Deeplab v3 (2): 源码分析

代码: https://github.com/tensorflow/models/tree/master/research/deeplab

train.py主要函数及注释如下

main()
    # 配置GPU
    conifg = slim.deployment.model_deploy.DeploymentConfig(xxx) # Create a DeploymentConfig for multi-gpu
    # 获取slim数据集实例
    dataset = deeplab.datasets.segmentation_dataset.get_dataset(xxx) # Gets an instance of slim dataset
    # 得到数据
    samples = input_generator.get(dataset, xxx) 
    # Creates a queue to prefetch tensors from `tensors`
    inputs_queue = prefetch_queue.prefetch_queue(samples, capacity=128 * config.num_clones)
    # 
    clones = Clone(_build_deeplab(inputs_queue, xxx), scope, device)

    learning_rate = train_utils.get_model_learning_rate(xxx)
    slim.learning.train(xxx)

deeplab.datasets.segmentation_dataset.get_dataset(dataset_name, split_name, dataset_dir):
    # 将example反序列化成存储之前的格式。由tf完成
    keys_to_features
    # 将反序列化的数据组装成更高级的格式。由slim完成
    items_to_handlers   
    # 解码器,进行解码
    decoder = tfexample_decoder.TFExampleDecoder(keys_to_features, items_to_handlers)
    return dataset.Dataset(xxx)

deeplab.utils.input_generator.get(dataset, xxx)
    # provider对象根据dataset信息读取数据
    data_provider = slim.dataset_data_provider.DatasetDataProvider(dataset, xxx)
    # 获取数据,获取到的数据是单个数据,还需要对数据进行预处理,组合数据
    image, height, width = data_provider.get([common.IMAGE, common.HEIGHT, common.WIDTH])
    original_image, image, label = input_preprocess.preprocess_image_and_label(xxx)
    return tf.train.batch(xxx)

_build_deeplab(inputs_queue, outputs_to_num_classes, ignore_label)
    # 获取数据
    samples = inputs_queue.dequeue()
    model_options = common.ModelOptions(xxx)
    # 构建模型
    outputs_to_scales_to_logits = model.multi_scale_logits(xxx)

eval.py剖析

1.基本结构如下

def main(_):
    # 获得contrib.slim数据集实例
    dataset = segmentation_dataset.get_dataset(FLAGS.dataset, FLAGS.eval_split, dataset_dir=FLAGS.dataset_dir)

所示数据:
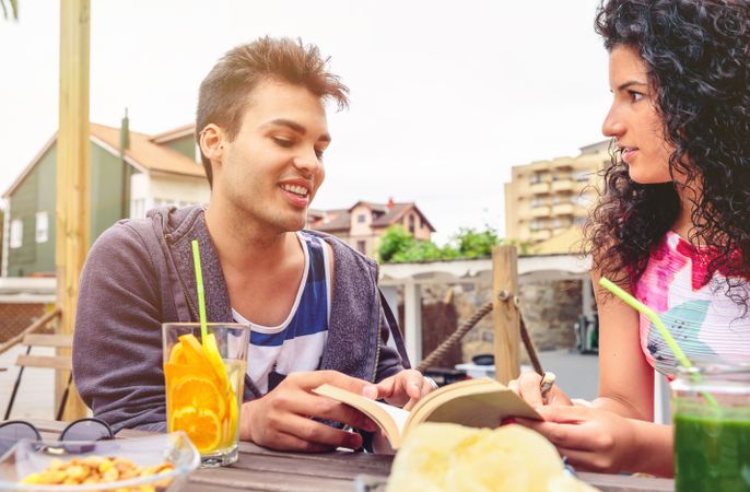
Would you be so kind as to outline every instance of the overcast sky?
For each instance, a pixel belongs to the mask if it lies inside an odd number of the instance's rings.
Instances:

任务列表:
1. 在这篇 DeepLab v3 源码分析里，get_dataset 中负责解码的是哪个类？
2. 请续写这篇 DeepLab v3 源码分析，从 eval.py 的 main 函数最后一行之后接着写下去。

各题答案:
1. tfexample_decoder.TFExampleDecoder

2.
    # todo: 为什么要求用tf.Graph(), 这个地方不用tf.Graph()也是可以正常运行的
    with tf.Graph().as_default():
        # 得到数据
        samples = input_generator.get(
            dataset,
            FLAGS.eval_crop_size,
            FLAGS.eval_batch_size,
            min_resize_value=FLAGS.min_resize_value,
            max_resize_value=FLAGS.max_resize_value,
            resize_factor=FLAGS.resize_factor,
            dataset_split=FLAGS.eval_split,
            is_training=False,
            model_variant=FLAGS.model_variant)
        # 修改一些默认配置参数
        model_options = common.ModelOptions(
            outputs_to_num_classes={common.OUTPUT_TYPE: dataset.num_classes},
            crop_size=FLAGS.eval_crop_size,
            atrous_rates=FLAGS.atrous_rates,
            output_stride=FLAGS.output_stride)  
        if tuple(FLAGS.eval_scales) == (1.0,):
            tf.logging.info('Performing single-scale test.')
            predictions = model.predict_labels(samples[common.IMAGE], model_options, image_pyramid=FLAGS.image_pyramid)
        else:
            tf.logging.info('Performing multi-scale test.')
            predictions = model.predict_labels_multi_scale(samples[common.IMAGE], model_options=model_options, eval_scales=FLAGS.eval_scales, add_flipped_images=FLAGS.add_flipped_images)

        # flatten   
        predictions = tf.reshape(predictions, shape=[-1])
            labels = tf.reshape(samples[common.LABEL], shape=[-1])

        # 设置哪些位置计算miou
        weights = tf.to_float(tf.not_equal(labels, dataset.ignore_label))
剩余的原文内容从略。